*** DATASET Section Begins ***

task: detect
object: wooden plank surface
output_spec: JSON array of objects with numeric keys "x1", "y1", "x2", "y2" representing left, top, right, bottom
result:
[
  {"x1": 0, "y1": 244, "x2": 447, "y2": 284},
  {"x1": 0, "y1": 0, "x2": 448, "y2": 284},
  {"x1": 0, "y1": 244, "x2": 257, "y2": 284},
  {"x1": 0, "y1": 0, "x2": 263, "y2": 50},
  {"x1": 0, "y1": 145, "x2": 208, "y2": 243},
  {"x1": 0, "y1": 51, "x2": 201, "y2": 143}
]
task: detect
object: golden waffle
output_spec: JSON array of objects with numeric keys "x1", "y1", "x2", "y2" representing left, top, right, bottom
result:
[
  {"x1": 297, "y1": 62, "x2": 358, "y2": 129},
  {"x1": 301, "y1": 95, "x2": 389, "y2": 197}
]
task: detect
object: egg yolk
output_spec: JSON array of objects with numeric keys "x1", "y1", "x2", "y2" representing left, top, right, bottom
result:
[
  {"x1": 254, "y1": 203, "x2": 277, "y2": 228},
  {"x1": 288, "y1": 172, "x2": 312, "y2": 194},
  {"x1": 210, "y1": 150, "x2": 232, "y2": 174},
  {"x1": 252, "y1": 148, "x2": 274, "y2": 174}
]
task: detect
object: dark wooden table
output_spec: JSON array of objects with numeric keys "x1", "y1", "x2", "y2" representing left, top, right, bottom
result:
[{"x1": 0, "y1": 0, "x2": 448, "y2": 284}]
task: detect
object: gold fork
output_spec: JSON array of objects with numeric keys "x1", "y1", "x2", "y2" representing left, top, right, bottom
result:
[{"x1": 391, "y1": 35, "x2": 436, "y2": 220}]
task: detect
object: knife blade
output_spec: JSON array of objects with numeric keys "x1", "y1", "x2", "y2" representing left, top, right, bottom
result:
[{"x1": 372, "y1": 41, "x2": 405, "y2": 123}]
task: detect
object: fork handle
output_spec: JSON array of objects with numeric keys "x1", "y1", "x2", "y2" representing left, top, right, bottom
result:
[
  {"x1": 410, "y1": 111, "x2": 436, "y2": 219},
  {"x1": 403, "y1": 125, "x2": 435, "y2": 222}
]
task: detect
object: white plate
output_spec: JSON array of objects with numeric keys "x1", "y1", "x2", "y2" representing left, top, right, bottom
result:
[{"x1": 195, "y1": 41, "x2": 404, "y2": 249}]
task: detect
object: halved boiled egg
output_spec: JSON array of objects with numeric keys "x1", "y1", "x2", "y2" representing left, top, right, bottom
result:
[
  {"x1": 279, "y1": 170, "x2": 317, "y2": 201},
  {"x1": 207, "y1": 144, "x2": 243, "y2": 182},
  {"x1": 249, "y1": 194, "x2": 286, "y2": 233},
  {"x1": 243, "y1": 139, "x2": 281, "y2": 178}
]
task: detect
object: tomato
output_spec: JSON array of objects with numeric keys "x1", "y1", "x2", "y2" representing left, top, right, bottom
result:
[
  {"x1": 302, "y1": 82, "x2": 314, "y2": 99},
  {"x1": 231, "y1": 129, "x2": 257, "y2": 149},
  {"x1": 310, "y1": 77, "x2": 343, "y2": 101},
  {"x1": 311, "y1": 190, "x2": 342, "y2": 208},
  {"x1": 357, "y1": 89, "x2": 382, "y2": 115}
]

*** DATASET Section Ends ***

One exact transcript of the whole listing is the expected answer.

task: detect
object: wooden plank surface
output_spec: JSON array of objects with numeric keys "x1", "y1", "x2", "y2" representing left, top, right, bottom
result:
[
  {"x1": 0, "y1": 244, "x2": 447, "y2": 284},
  {"x1": 0, "y1": 0, "x2": 448, "y2": 284},
  {"x1": 0, "y1": 244, "x2": 257, "y2": 284},
  {"x1": 0, "y1": 0, "x2": 263, "y2": 50},
  {"x1": 0, "y1": 145, "x2": 208, "y2": 243},
  {"x1": 0, "y1": 51, "x2": 201, "y2": 143}
]
task: detect
object: golden waffle
output_spec: JSON array of objects with numeric keys "x1", "y1", "x2", "y2" representing left, top, right, bottom
result:
[
  {"x1": 297, "y1": 62, "x2": 358, "y2": 129},
  {"x1": 301, "y1": 95, "x2": 389, "y2": 197}
]
task: detect
object: egg yolk
output_spec: JSON array of objects with numeric keys "x1", "y1", "x2", "y2" representing left, top, right, bottom
result:
[
  {"x1": 254, "y1": 203, "x2": 277, "y2": 228},
  {"x1": 288, "y1": 172, "x2": 312, "y2": 194},
  {"x1": 210, "y1": 150, "x2": 232, "y2": 174},
  {"x1": 252, "y1": 148, "x2": 274, "y2": 174}
]
task: detect
object: dark wooden table
output_spec: JSON array of objects with numeric keys "x1", "y1", "x2", "y2" representing left, top, right, bottom
result:
[{"x1": 0, "y1": 0, "x2": 448, "y2": 284}]
task: detect
object: gold fork
output_spec: JSON array of objects with numeric keys "x1", "y1", "x2", "y2" representing left, top, right, bottom
result:
[{"x1": 391, "y1": 35, "x2": 436, "y2": 220}]
task: detect
object: knife blade
output_spec: JSON array of objects with numeric keys "x1", "y1", "x2", "y2" representing left, top, right, bottom
result:
[{"x1": 372, "y1": 41, "x2": 405, "y2": 123}]
task: detect
object: fork handle
output_spec: JSON array of objects with numeric keys "x1", "y1", "x2", "y2" representing left, top, right, bottom
result:
[
  {"x1": 410, "y1": 111, "x2": 436, "y2": 219},
  {"x1": 403, "y1": 125, "x2": 435, "y2": 222}
]
task: detect
object: white plate
output_spec: JSON array of objects with numeric keys "x1", "y1", "x2", "y2" representing left, top, right, bottom
result:
[{"x1": 195, "y1": 41, "x2": 404, "y2": 249}]
task: detect
object: halved boiled egg
output_spec: JSON array of objects with numeric keys "x1", "y1", "x2", "y2" representing left, top, right, bottom
result:
[
  {"x1": 279, "y1": 170, "x2": 317, "y2": 201},
  {"x1": 207, "y1": 144, "x2": 243, "y2": 182},
  {"x1": 249, "y1": 194, "x2": 286, "y2": 233},
  {"x1": 243, "y1": 139, "x2": 281, "y2": 178}
]
task: detect
object: tomato
output_spec: JSON array of objects with numeric keys "x1", "y1", "x2", "y2" representing left, top, right, bottom
result:
[
  {"x1": 302, "y1": 82, "x2": 314, "y2": 99},
  {"x1": 231, "y1": 129, "x2": 257, "y2": 149},
  {"x1": 310, "y1": 77, "x2": 343, "y2": 101},
  {"x1": 311, "y1": 190, "x2": 342, "y2": 208},
  {"x1": 357, "y1": 89, "x2": 382, "y2": 115}
]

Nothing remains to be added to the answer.